- Do this
Copy the items from the start through the line containing "(287, 589), (361, 647)", including that line and the requests, and add 131 to every coordinate in the answers. Leave the pictures out of your answer.

Records in a dataset:
-- -- --
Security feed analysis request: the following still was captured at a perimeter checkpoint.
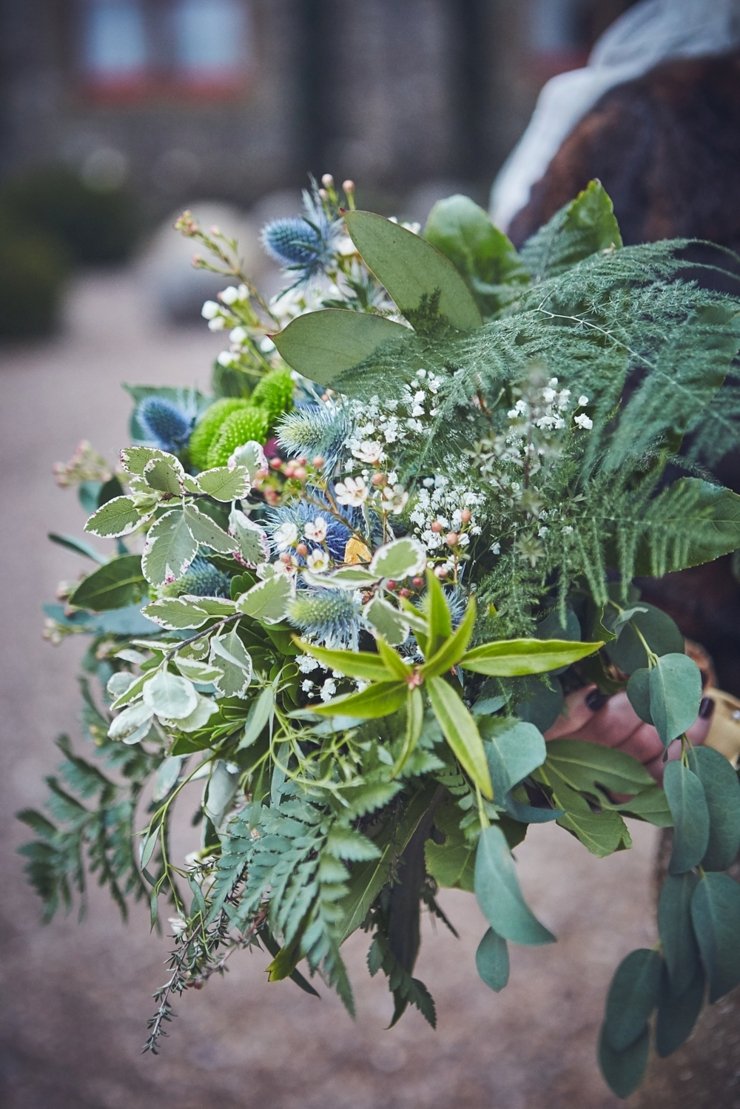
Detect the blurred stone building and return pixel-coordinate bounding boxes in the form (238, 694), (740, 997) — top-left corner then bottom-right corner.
(0, 0), (628, 215)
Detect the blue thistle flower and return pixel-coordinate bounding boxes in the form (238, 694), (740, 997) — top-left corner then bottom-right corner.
(264, 489), (364, 562)
(276, 404), (353, 472)
(261, 181), (341, 284)
(164, 555), (231, 597)
(136, 396), (194, 455)
(287, 589), (361, 647)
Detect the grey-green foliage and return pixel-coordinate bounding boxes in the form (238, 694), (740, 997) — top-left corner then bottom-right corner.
(19, 681), (156, 920)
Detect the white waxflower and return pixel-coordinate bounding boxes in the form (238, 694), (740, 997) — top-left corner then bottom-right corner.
(303, 516), (326, 543)
(306, 548), (328, 573)
(220, 285), (241, 305)
(273, 520), (298, 551)
(321, 678), (336, 702)
(334, 478), (369, 508)
(352, 439), (385, 466)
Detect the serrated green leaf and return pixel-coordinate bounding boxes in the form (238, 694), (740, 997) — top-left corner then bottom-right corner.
(142, 670), (197, 720)
(658, 872), (699, 994)
(141, 508), (197, 586)
(475, 928), (509, 993)
(604, 947), (662, 1051)
(209, 628), (252, 698)
(273, 308), (410, 389)
(326, 824), (381, 863)
(689, 746), (740, 871)
(520, 181), (621, 281)
(84, 497), (144, 539)
(229, 508), (270, 567)
(69, 555), (146, 612)
(599, 1027), (650, 1098)
(460, 639), (604, 678)
(691, 873), (740, 1003)
(182, 505), (236, 555)
(475, 824), (555, 945)
(142, 455), (185, 497)
(236, 573), (293, 624)
(369, 536), (426, 581)
(428, 678), (494, 800)
(663, 762), (709, 874)
(424, 195), (530, 316)
(648, 654), (701, 746)
(197, 466), (252, 502)
(345, 212), (483, 332)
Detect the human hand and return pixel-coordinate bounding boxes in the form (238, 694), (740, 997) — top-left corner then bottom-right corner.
(545, 685), (714, 782)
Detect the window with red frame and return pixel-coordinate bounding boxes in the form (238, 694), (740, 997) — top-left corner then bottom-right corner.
(78, 0), (253, 99)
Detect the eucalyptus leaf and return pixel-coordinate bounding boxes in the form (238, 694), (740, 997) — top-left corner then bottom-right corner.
(606, 603), (683, 674)
(475, 928), (509, 993)
(691, 873), (740, 1003)
(648, 654), (701, 746)
(689, 746), (740, 871)
(273, 308), (409, 391)
(656, 963), (707, 1058)
(69, 555), (146, 612)
(663, 762), (709, 874)
(209, 628), (252, 698)
(604, 947), (662, 1051)
(424, 195), (530, 316)
(599, 1027), (650, 1098)
(345, 212), (483, 332)
(658, 872), (700, 994)
(475, 824), (555, 945)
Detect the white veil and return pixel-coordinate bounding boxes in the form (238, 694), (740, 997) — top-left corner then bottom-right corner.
(490, 0), (740, 230)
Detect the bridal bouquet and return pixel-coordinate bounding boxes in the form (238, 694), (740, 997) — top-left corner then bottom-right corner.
(21, 176), (740, 1096)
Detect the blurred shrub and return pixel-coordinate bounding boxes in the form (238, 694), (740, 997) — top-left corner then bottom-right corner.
(0, 166), (136, 265)
(0, 227), (69, 339)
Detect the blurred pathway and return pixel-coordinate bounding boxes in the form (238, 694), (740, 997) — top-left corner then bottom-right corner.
(0, 274), (655, 1109)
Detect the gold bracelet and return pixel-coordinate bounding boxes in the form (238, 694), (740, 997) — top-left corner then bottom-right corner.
(704, 686), (740, 766)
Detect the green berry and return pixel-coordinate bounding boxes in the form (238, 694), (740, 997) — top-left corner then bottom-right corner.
(207, 405), (270, 469)
(250, 369), (295, 428)
(190, 397), (247, 470)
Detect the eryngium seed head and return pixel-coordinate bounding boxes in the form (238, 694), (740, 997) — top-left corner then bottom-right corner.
(136, 396), (193, 454)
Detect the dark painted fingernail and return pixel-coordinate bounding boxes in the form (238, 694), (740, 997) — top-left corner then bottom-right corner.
(699, 696), (714, 720)
(586, 690), (609, 712)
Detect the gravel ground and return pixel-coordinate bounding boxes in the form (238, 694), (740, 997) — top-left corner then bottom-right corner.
(0, 274), (668, 1109)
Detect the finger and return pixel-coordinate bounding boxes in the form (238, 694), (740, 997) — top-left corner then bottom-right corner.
(563, 693), (642, 747)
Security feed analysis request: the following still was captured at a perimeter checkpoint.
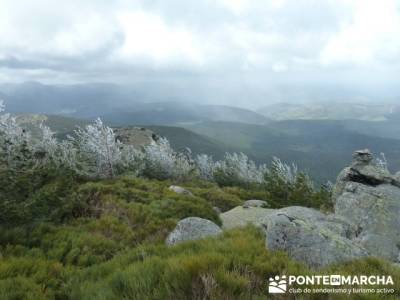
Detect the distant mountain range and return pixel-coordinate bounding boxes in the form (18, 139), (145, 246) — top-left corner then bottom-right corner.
(5, 83), (400, 182)
(102, 102), (269, 125)
(258, 102), (400, 121)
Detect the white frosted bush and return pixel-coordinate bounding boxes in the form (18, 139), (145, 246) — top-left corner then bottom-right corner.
(268, 157), (299, 184)
(70, 119), (122, 178)
(144, 138), (193, 179)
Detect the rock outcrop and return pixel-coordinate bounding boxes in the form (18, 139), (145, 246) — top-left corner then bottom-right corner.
(168, 185), (193, 196)
(262, 150), (400, 267)
(334, 150), (400, 262)
(219, 206), (275, 229)
(262, 206), (368, 268)
(166, 217), (222, 245)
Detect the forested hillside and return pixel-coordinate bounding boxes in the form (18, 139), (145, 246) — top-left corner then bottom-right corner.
(0, 102), (400, 299)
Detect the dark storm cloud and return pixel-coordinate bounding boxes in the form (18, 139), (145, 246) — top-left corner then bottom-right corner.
(0, 0), (400, 104)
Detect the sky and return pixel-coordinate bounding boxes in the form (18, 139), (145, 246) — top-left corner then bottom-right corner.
(0, 0), (400, 105)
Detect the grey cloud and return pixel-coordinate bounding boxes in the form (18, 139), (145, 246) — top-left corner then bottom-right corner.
(0, 0), (400, 106)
-- -- --
- Complete response
Security feed analysis request: the following still was captured at a perimeter checkpoint.
Detect the blurred stone building and return pixel-coordinate bounding boxes in the form (238, 694), (740, 997) — top-left corner then bottom-right corner.
(131, 131), (759, 346)
Detect the blue thistle flower and return pixel-coordinate bounding boxes in the form (238, 694), (740, 997) — top-left corner then bottom-right corner.
(395, 620), (495, 693)
(407, 535), (484, 603)
(392, 312), (472, 415)
(295, 686), (362, 728)
(267, 527), (325, 586)
(418, 720), (492, 778)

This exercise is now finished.